*What to work on:*
[a] In the passage on measurable residual disease, begin at the words "Measurable residual disease" and stop after "patient’s bone marrow.". Give that span again with "relapse" switched to "recurrence".
[b] According to the passage on measurable residual disease, in which journal was Dr. Logan's review article published?

Measurable residual disease (MRD, formerly known as minimal residual disease) has been defined as the quantity of residual leukemic cells remaining in the bone marrow or peripheral blood following treatment. The achievement of MRD negativity at the threshold of 10-4 (0.01%) leukemia cells has been shown to be the single most important factor in predicting the risk of relapse for patients with acute lymphoblastic leukemia (ALL). Accurate measurement of MRD relies on the retrieval of a high-quality specimen of the patient’s bone marrow.
Aaron Logan, MD, PhD, associate professor of hematology and blood and marrow transplantation at the University of California, San Francisco, spoke with Nucleus about the crucial importance of accurate MRD measurement and his involvement in efforts to educate the diverse community of health care professionals who perform bone marrow aspiration about best practices in MRD measurement. Dr. Logan is the senior author of a review article on the clinical significance and management of MRD in adults with ALL that was published in July in Clinical Advances in Hematology & Oncology.

*Raw data:*

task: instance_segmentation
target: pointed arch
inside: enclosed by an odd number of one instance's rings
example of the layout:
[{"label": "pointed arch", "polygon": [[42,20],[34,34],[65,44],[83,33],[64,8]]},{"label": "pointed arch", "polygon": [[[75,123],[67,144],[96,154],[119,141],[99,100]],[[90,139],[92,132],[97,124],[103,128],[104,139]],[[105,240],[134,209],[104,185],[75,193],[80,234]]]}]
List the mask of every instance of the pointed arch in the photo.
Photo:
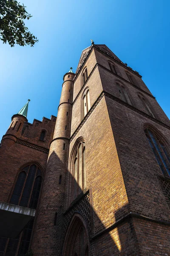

*Results by task:*
[a]
Measurable residual disease (MRD, formerly known as minimal residual disease) has been defined as the quantity of residual leukemic cells remaining in the bone marrow or peripheral blood following treatment. The achievement of MRD negativity at the threshold of 10-4 (0.01%) leukemia cells has been shown to be the single most important factor in predicting the risk of recurrence for patients with acute lymphoblastic leukemia (ALL). Accurate measurement of MRD relies on the retrieval of a high-quality specimen of the patient’s bone marrow.

[b] Clinical Advances in Hematology & Oncology